(Données recueillies)
* * *

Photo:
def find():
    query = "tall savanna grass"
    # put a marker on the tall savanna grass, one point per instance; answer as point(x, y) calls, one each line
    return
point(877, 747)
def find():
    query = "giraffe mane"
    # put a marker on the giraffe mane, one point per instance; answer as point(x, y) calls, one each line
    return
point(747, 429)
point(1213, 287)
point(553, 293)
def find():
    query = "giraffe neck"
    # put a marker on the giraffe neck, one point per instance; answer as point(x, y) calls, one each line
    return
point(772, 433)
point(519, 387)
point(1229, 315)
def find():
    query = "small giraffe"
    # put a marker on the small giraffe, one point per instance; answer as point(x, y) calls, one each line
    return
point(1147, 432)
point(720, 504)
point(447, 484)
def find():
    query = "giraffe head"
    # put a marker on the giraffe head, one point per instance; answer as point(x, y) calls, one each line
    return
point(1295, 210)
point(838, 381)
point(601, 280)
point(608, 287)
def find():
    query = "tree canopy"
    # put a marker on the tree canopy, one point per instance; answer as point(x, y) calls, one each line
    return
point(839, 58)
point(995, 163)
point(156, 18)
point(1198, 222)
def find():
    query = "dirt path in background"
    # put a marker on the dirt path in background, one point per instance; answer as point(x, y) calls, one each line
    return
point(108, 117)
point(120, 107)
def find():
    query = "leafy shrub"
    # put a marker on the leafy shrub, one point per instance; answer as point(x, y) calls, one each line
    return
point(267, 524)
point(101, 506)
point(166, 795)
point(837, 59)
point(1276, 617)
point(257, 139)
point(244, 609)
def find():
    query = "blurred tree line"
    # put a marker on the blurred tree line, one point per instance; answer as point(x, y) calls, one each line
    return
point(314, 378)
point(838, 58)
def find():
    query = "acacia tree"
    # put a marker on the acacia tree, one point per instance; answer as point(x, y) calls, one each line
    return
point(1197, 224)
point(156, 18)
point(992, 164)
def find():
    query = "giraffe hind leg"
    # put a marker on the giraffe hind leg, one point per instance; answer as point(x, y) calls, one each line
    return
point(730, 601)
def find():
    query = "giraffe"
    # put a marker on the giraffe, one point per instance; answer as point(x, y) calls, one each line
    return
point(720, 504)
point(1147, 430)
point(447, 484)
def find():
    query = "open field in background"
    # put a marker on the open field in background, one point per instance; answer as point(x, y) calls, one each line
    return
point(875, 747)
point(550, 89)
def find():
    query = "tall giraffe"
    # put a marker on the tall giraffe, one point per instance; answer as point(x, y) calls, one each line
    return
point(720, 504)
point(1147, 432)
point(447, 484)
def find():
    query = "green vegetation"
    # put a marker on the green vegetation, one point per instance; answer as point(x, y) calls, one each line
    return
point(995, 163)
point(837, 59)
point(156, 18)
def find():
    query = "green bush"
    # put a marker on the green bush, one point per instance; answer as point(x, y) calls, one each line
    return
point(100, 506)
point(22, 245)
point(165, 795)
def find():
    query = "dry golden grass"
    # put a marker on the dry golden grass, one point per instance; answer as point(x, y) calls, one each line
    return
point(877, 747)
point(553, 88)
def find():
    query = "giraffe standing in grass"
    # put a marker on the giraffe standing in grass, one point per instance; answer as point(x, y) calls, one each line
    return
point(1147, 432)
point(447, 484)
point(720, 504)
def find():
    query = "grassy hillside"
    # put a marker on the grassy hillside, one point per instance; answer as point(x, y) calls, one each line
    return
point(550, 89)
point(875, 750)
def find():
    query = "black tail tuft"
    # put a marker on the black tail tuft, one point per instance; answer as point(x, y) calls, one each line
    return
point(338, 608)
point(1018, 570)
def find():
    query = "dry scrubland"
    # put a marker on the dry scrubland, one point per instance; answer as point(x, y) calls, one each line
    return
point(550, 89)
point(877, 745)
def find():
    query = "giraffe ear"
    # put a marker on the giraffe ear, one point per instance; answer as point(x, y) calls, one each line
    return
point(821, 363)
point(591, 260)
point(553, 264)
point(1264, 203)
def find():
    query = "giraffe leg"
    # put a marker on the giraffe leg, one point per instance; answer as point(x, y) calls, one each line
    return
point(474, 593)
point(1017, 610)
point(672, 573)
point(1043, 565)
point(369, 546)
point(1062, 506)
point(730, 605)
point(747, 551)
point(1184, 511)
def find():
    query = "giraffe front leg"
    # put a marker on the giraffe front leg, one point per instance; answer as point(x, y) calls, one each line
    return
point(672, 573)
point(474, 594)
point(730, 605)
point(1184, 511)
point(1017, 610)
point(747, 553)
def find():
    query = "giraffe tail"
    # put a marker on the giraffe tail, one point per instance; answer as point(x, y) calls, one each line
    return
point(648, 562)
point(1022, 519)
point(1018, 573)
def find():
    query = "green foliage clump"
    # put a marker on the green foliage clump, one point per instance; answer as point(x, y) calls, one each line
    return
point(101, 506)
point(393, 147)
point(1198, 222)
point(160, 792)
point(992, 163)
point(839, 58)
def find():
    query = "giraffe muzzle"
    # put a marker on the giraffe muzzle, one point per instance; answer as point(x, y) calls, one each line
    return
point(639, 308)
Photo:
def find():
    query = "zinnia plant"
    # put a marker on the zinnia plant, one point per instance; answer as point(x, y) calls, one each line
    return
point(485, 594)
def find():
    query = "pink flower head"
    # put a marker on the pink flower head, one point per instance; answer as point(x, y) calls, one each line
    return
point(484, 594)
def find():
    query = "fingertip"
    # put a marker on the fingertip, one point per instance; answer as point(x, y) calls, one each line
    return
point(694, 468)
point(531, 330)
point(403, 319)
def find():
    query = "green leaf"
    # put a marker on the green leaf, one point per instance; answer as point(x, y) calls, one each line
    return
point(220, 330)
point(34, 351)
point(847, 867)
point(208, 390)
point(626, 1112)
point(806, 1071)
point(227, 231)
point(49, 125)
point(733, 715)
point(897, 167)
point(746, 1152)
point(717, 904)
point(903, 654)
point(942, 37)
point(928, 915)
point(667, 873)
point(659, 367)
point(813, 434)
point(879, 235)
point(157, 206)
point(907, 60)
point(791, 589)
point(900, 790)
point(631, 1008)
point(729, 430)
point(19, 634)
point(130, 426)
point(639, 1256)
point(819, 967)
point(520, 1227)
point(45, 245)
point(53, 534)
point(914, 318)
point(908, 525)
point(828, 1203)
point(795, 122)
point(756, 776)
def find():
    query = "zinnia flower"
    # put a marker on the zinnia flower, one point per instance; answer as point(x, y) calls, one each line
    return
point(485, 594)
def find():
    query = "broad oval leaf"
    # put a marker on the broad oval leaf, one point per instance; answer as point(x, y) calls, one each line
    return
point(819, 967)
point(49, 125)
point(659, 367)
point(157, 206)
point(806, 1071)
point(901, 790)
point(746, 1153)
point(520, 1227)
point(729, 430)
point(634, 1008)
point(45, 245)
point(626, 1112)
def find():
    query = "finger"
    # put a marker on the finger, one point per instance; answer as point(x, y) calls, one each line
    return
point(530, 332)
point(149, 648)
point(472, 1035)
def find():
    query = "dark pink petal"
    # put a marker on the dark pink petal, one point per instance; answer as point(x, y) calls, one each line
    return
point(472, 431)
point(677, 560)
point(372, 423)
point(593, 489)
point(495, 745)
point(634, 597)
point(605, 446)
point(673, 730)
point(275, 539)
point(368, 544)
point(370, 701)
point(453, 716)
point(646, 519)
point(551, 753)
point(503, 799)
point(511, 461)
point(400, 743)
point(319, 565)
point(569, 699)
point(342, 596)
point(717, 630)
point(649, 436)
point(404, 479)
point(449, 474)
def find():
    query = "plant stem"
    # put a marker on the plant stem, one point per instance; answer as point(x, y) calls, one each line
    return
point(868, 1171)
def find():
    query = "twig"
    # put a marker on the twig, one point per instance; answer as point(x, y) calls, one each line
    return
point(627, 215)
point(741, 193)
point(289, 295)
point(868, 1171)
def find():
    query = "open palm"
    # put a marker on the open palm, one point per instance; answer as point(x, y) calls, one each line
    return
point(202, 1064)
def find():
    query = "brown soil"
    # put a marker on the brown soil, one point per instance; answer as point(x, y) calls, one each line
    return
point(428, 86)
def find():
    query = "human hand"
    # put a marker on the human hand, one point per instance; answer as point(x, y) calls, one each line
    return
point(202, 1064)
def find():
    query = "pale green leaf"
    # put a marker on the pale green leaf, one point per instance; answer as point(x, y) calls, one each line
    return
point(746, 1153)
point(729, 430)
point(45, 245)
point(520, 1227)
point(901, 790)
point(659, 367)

* * *

* VOTRE TÂCHE:
Reprenez tout le matériel, de son début jusqu'à la ligne contenant « point(608, 287) » incluse, en renommant « giraffe » en « zebra » partout. Ne changez rien d'autre.

* RÉPONSE:
Photo:
def find():
    query = "tall savanna grass"
    # put a marker on the tall savanna grass, one point per instance; answer as point(x, y) calls, one each line
    return
point(877, 747)
def find():
    query = "zebra mane"
    # put a marker on the zebra mane, one point per instance; answer as point(x, y) calls, one each line
    return
point(747, 429)
point(1213, 287)
point(553, 293)
def find():
    query = "zebra neck"
    # put a marker on the zebra neck, one point per instance; answer as point(x, y) calls, one each line
    return
point(772, 433)
point(519, 387)
point(1229, 315)
def find():
    query = "small zebra"
    # put a marker on the small zebra, one point per instance; answer as point(x, y) calls, one each line
    return
point(1147, 432)
point(720, 504)
point(447, 484)
def find():
    query = "zebra head"
    # put a marker on the zebra head, one point per instance; answer as point(x, y) calls, one each line
    return
point(1295, 210)
point(838, 381)
point(601, 280)
point(608, 287)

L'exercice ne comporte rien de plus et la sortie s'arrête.